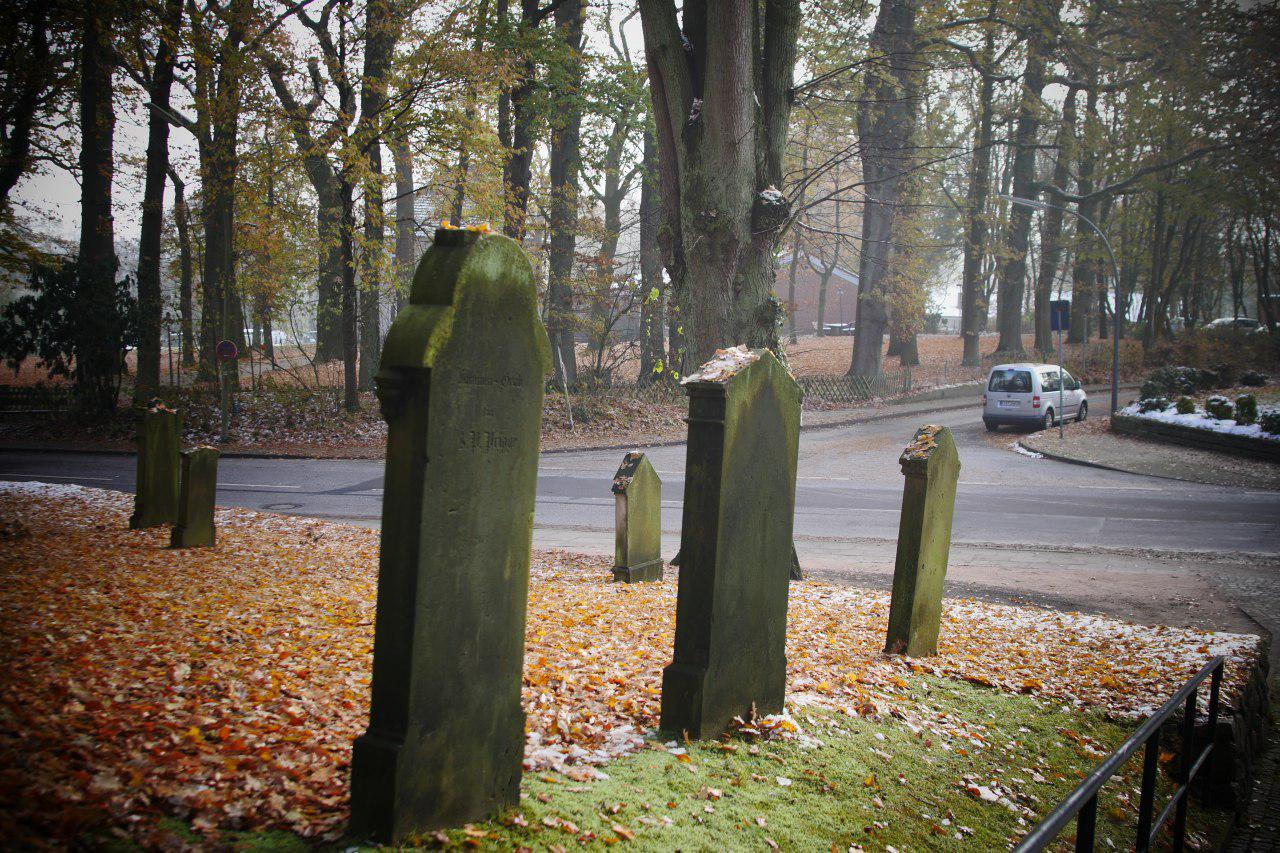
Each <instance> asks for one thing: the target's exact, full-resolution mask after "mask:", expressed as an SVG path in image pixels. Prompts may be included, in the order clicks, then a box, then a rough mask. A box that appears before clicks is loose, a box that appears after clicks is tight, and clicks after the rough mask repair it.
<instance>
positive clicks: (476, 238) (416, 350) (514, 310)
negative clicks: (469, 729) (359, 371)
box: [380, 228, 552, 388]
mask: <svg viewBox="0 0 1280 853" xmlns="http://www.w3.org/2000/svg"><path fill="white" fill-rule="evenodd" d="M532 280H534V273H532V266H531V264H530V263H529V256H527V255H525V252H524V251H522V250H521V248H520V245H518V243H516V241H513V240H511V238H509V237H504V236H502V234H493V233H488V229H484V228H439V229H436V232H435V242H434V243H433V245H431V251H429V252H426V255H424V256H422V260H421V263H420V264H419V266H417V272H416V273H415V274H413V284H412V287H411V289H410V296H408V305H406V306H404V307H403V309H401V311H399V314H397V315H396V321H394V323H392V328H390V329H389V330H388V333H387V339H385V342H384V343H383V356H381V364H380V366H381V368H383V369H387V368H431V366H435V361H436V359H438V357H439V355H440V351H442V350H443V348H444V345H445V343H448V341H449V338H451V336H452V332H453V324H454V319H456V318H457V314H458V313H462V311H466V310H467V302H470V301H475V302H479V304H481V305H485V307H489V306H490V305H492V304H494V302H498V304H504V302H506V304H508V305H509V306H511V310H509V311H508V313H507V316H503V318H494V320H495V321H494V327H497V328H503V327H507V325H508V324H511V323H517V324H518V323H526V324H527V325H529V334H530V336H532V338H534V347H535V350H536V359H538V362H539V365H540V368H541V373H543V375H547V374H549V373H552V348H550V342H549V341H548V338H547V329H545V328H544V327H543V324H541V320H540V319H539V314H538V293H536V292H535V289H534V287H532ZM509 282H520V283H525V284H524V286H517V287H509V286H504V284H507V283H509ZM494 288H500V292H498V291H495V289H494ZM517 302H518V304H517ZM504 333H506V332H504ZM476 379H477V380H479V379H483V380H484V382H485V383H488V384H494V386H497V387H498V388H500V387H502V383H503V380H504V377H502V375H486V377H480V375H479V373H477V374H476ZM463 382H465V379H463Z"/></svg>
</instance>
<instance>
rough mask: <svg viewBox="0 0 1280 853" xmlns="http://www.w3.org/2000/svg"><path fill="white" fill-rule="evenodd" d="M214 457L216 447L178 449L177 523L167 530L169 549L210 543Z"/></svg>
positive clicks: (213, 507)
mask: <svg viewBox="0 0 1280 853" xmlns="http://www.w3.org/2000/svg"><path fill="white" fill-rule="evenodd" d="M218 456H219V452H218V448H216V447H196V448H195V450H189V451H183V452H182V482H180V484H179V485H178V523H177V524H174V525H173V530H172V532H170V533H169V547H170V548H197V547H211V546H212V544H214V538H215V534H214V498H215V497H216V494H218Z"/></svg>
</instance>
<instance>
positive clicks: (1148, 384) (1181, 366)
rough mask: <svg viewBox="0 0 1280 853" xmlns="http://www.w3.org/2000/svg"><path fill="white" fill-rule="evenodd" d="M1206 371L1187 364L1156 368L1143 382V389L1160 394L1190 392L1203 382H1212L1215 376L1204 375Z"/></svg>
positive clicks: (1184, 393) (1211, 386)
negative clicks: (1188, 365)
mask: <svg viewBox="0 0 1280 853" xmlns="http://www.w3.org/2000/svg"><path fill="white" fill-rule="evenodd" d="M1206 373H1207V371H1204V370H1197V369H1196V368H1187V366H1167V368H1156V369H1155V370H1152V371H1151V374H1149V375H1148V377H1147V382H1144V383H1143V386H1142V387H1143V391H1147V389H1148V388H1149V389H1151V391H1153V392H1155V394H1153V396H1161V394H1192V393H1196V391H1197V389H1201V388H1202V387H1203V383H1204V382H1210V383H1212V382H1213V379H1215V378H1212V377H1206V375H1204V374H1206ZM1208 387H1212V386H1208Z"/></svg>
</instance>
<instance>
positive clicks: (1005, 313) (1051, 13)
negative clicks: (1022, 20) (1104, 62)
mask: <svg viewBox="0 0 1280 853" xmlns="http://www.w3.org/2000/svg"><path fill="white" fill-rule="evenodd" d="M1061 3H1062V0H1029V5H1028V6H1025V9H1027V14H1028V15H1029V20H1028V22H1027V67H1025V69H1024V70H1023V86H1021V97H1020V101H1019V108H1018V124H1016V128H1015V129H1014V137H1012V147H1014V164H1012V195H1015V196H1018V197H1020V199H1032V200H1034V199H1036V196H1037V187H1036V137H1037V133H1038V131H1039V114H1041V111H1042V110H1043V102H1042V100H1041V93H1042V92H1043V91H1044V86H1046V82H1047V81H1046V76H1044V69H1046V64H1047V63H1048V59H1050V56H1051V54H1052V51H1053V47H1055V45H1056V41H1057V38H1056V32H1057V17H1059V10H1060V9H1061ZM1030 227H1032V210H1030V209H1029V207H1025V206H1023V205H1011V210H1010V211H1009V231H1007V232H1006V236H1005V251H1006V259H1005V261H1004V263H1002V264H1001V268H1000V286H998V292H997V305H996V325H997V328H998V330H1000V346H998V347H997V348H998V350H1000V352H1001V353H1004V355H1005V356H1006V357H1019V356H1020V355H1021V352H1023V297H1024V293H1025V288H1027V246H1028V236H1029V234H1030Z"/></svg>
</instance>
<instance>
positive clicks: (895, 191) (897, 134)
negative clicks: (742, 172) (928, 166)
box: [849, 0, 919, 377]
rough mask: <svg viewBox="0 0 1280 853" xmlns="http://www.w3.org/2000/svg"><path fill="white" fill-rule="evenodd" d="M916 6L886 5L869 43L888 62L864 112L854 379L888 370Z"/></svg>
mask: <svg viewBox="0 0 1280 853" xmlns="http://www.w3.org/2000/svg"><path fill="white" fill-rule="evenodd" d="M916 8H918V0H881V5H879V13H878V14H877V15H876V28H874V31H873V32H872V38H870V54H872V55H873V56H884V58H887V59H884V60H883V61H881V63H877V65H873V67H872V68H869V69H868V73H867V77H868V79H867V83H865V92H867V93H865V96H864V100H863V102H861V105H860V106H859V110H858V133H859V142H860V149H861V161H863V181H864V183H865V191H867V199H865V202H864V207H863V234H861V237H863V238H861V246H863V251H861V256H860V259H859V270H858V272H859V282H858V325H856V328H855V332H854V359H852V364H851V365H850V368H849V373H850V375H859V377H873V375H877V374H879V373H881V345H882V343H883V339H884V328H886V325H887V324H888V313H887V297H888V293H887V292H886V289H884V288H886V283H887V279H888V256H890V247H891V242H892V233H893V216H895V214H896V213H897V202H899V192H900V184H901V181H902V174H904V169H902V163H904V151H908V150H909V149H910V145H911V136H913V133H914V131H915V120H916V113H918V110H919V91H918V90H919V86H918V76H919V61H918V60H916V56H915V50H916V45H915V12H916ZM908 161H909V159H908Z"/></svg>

Exercise description:
Turn the listing above into a JSON list of strings, with one string per line and blank lines skipped. Leave the pictures out.

Answer below:
[
  "Each <instance> asks for one thing: the target's exact, full-resolution mask after \"mask:\", expressed as an SVG path in image pixels. Prompts may be included, in the order clicks, then a box, then a rough mask. A box that appears before clicks is loose, a box that appears after clicks is tight, and clicks after the rough mask repair it.",
  "<instance>",
  "positive clicks: (476, 238) (416, 350) (514, 310)",
  "negative clicks: (469, 729) (359, 371)",
  "box: [380, 228, 552, 388]",
  "mask: <svg viewBox=\"0 0 1280 853\" xmlns=\"http://www.w3.org/2000/svg\"><path fill=\"white\" fill-rule=\"evenodd\" d=\"M532 280H534V273H532V266H531V264H530V263H529V256H527V255H525V252H524V251H522V250H521V248H520V245H518V243H516V241H513V240H511V238H509V237H504V236H502V234H493V233H488V229H484V228H439V229H436V232H435V242H434V243H433V245H431V251H429V252H426V255H424V256H422V260H421V263H420V264H419V266H417V272H416V273H415V274H413V284H412V287H411V289H410V296H408V305H406V306H404V307H403V309H401V311H399V314H397V315H396V321H394V323H392V328H390V329H389V330H388V333H387V339H385V342H384V343H383V356H381V364H380V366H381V368H383V369H387V368H431V366H435V361H436V359H438V357H439V355H440V351H442V350H443V348H444V345H445V343H448V341H449V338H451V336H452V332H453V324H454V319H456V318H457V314H458V313H462V311H466V310H467V302H470V301H475V302H479V304H481V305H485V307H489V306H490V305H492V304H494V302H498V304H504V302H506V304H508V305H509V306H511V310H509V311H508V313H507V316H503V318H494V320H495V321H494V327H497V328H503V327H507V325H508V324H511V323H517V324H518V323H526V324H527V325H529V334H530V336H532V338H534V347H535V350H536V359H538V362H539V365H540V368H541V373H543V375H547V374H549V373H552V348H550V342H549V341H548V338H547V329H545V328H544V327H543V324H541V320H540V319H539V314H538V293H536V292H535V289H534V287H532ZM509 282H520V283H525V284H524V286H517V287H509V286H504V284H507V283H509ZM494 288H500V292H498V291H495V289H494ZM517 302H518V304H517ZM504 333H506V332H504ZM476 379H477V380H479V379H483V380H484V382H485V383H488V384H494V386H497V387H498V388H500V387H502V383H503V380H504V377H502V375H486V377H480V375H479V373H477V374H476ZM463 382H465V379H463Z\"/></svg>",
  "</instance>",
  "<instance>",
  "rough mask: <svg viewBox=\"0 0 1280 853\" xmlns=\"http://www.w3.org/2000/svg\"><path fill=\"white\" fill-rule=\"evenodd\" d=\"M214 457L216 447L178 449L177 523L167 530L169 549L210 543Z\"/></svg>",
  "positive clicks: (213, 507)",
  "mask: <svg viewBox=\"0 0 1280 853\" xmlns=\"http://www.w3.org/2000/svg\"><path fill=\"white\" fill-rule=\"evenodd\" d=\"M218 456H219V452H218V448H216V447H196V448H195V450H189V451H183V452H182V482H180V484H179V485H178V523H177V524H174V525H173V530H172V532H170V533H169V547H170V548H197V547H211V546H212V544H214V538H215V534H214V498H215V497H216V494H218Z\"/></svg>",
  "</instance>",
  "<instance>",
  "positive clicks: (1148, 384) (1181, 366)",
  "rough mask: <svg viewBox=\"0 0 1280 853\" xmlns=\"http://www.w3.org/2000/svg\"><path fill=\"white\" fill-rule=\"evenodd\" d=\"M1206 371L1187 364L1156 368L1143 382V389L1160 394L1190 392L1203 382H1212L1215 376L1204 375Z\"/></svg>",
  "positive clicks: (1184, 393) (1211, 386)",
  "negative clicks: (1188, 365)",
  "mask: <svg viewBox=\"0 0 1280 853\" xmlns=\"http://www.w3.org/2000/svg\"><path fill=\"white\" fill-rule=\"evenodd\" d=\"M1206 373H1207V371H1204V370H1197V369H1196V368H1187V366H1167V368H1156V369H1155V370H1152V371H1151V374H1149V375H1148V377H1147V382H1144V383H1143V386H1142V387H1143V391H1147V389H1148V388H1149V389H1151V391H1153V392H1155V394H1153V396H1161V394H1192V393H1196V391H1197V389H1201V388H1202V387H1203V383H1204V382H1210V383H1212V382H1213V379H1215V378H1212V377H1206V375H1204V374H1206ZM1208 387H1212V386H1208Z\"/></svg>",
  "</instance>",
  "<instance>",
  "positive clicks: (1005, 313) (1051, 13)",
  "negative clicks: (1022, 20) (1104, 62)",
  "mask: <svg viewBox=\"0 0 1280 853\" xmlns=\"http://www.w3.org/2000/svg\"><path fill=\"white\" fill-rule=\"evenodd\" d=\"M1061 3H1062V0H1029V5H1028V6H1025V9H1027V14H1028V15H1029V20H1028V22H1027V67H1025V69H1024V70H1023V86H1021V97H1020V101H1019V108H1018V124H1016V128H1015V129H1014V137H1012V147H1014V164H1012V195H1015V196H1018V197H1020V199H1032V200H1034V199H1036V196H1037V187H1036V137H1037V133H1038V131H1039V114H1041V111H1042V110H1043V102H1042V100H1041V93H1042V92H1043V91H1044V86H1046V82H1047V81H1046V76H1044V69H1046V64H1047V63H1048V59H1050V56H1051V54H1052V51H1053V47H1055V45H1056V41H1057V38H1056V32H1057V17H1059V10H1060V9H1061ZM1030 227H1032V210H1030V209H1029V207H1025V206H1023V205H1011V210H1010V211H1009V231H1007V232H1006V236H1005V251H1006V259H1005V261H1004V263H1002V264H1001V268H1000V286H998V292H997V305H996V325H997V328H998V330H1000V346H998V347H997V348H998V350H1000V352H1001V353H1004V355H1005V356H1006V357H1019V356H1020V355H1021V352H1023V297H1024V293H1025V288H1027V246H1028V236H1029V234H1030Z\"/></svg>",
  "</instance>",
  "<instance>",
  "positive clicks: (895, 191) (897, 134)",
  "negative clicks: (742, 172) (928, 166)",
  "box: [849, 0, 919, 377]",
  "rough mask: <svg viewBox=\"0 0 1280 853\" xmlns=\"http://www.w3.org/2000/svg\"><path fill=\"white\" fill-rule=\"evenodd\" d=\"M916 6L886 5L869 43L888 62L864 112L854 379L888 370Z\"/></svg>",
  "mask: <svg viewBox=\"0 0 1280 853\" xmlns=\"http://www.w3.org/2000/svg\"><path fill=\"white\" fill-rule=\"evenodd\" d=\"M916 8H918V0H881V5H879V13H878V14H877V15H876V28H874V31H873V32H872V38H870V54H872V55H873V56H884V58H887V59H884V60H883V61H881V63H877V65H873V67H872V68H869V69H868V73H867V77H868V79H867V83H865V92H867V93H865V96H864V100H863V102H861V105H860V106H859V110H858V133H859V142H860V149H861V161H863V181H864V183H865V191H867V199H865V202H864V207H863V234H861V237H863V238H861V246H863V251H861V256H860V259H859V270H858V272H859V282H858V325H856V328H855V332H854V359H852V364H851V365H850V368H849V373H850V375H859V377H873V375H877V374H879V373H881V345H882V343H883V339H884V328H886V325H887V324H888V313H887V297H888V293H887V292H886V289H884V288H886V283H887V279H888V256H890V247H891V242H892V233H893V216H895V214H896V213H897V202H899V192H900V184H901V181H902V174H904V169H902V163H904V151H908V150H909V149H910V145H911V136H913V133H914V131H915V120H916V113H918V110H919V91H918V90H919V86H918V76H919V61H918V60H916V56H915V50H916V45H915V12H916ZM908 161H909V159H908Z\"/></svg>"
]